Exercise passage ▸

How has that diagnosis impacted your day to day life?
Slowly. At the time, it didn’t really mean much of a change other than I couldn’t drive at night. It wasn’t impacting me probably until the last six to 10 years. My peripheral vision started to deteriorate and I get quite blurry vision. I take medication for macular edema which is a condition associated with the vision loss part of Usher Syndrome.
There’s no cure for Usher Syndrome so my vision loss will deteriorate. Probably two years ago I decided it was a good idea I didn’t drive at all, so I no longer drive a car and I’m pretty clumsy at night.
My hearing loss has been stable for quite some time and there’s technology that enables me to hear. I’ve got pretty amazing digital hearing aids. I can hear TV, I can hear phones, I’m not too worried about that. I probably will need cochlear implants at some stage. The vision loss is definitely more confronting because there’s really nothing that can be done for that.
What was your driver to participate in Coastrek?
It was kind of unrelated to Usher Syndrome. It was more the fact that I was turning 40 and wanted to do something like an endurance event to challenge myself. I have always wanted to do something like a half marathon or something like that. I’m surrounded by people who can run and do amazing things and I wanted to try and do something for myself. Having Usher Syndrome certainly had its challenges. Training early in the morning or after work at night meant that I had to deal with the fact that I couldn’t see well.
So you managed with your situation, to make the most of it and do the training you could manage?

[Data excerpts]
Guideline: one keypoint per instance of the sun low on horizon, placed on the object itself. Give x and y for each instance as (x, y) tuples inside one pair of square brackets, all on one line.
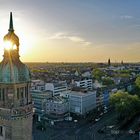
[(88, 31)]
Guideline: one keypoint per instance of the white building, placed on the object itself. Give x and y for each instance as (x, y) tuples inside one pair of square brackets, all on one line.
[(82, 102), (56, 107), (57, 88), (38, 85), (87, 83)]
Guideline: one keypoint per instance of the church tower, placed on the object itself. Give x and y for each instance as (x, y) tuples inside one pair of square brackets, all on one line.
[(15, 99)]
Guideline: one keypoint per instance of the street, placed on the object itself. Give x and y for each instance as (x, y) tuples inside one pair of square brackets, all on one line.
[(89, 131)]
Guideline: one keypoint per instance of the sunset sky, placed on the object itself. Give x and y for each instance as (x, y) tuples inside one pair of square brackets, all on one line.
[(74, 30)]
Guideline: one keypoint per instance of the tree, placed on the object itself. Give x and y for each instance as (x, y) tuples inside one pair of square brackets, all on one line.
[(107, 81), (126, 105)]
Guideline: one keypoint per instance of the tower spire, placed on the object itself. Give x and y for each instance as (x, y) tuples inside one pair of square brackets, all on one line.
[(11, 29)]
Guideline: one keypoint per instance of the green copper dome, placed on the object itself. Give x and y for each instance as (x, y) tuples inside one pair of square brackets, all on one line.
[(14, 72)]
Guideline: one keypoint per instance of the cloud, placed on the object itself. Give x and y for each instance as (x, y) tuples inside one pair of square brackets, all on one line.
[(73, 38), (126, 17)]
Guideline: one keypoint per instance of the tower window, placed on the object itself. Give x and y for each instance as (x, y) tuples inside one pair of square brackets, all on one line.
[(0, 94), (17, 93), (1, 131), (3, 97)]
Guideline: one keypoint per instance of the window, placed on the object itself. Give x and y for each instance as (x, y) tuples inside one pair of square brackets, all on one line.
[(3, 97), (0, 95), (1, 131), (17, 93)]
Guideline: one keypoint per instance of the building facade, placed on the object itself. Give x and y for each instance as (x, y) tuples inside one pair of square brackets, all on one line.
[(82, 102), (15, 100), (57, 88), (87, 84)]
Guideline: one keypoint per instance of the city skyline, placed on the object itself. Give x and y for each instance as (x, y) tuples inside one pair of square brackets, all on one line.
[(74, 31)]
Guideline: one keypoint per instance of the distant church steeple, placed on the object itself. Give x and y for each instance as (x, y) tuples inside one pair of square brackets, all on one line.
[(109, 62)]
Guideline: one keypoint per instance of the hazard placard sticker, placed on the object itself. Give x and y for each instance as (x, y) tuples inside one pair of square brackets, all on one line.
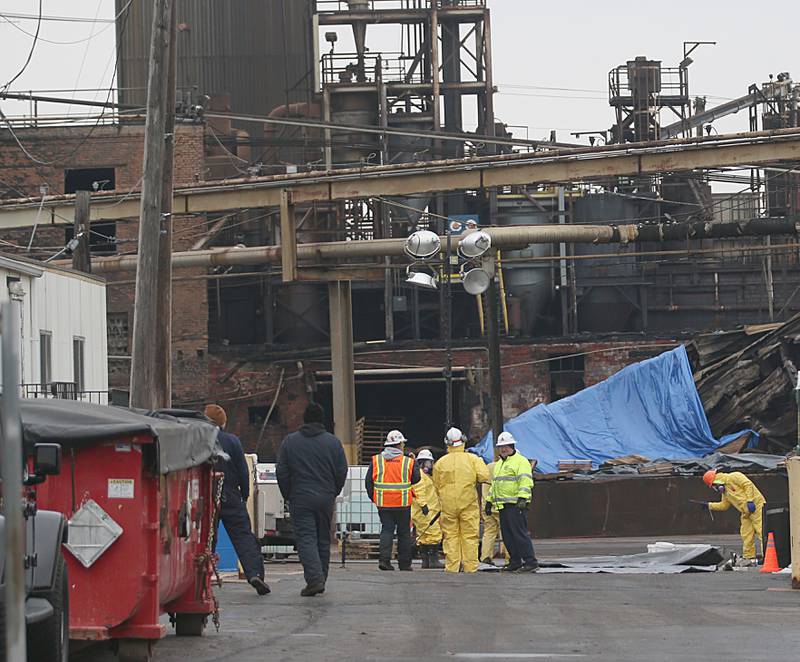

Aim of the exercise ▸
Answer these questions from the Usher Syndrome interview:
1. What condition does the speaker take medication for?
2. What did the speaker decide about two years ago?
3. What age was the speaker turning when they wanted to do an endurance event?

Written solution ▸
1. Macular edema.
2. To stop driving a car.
3. 40.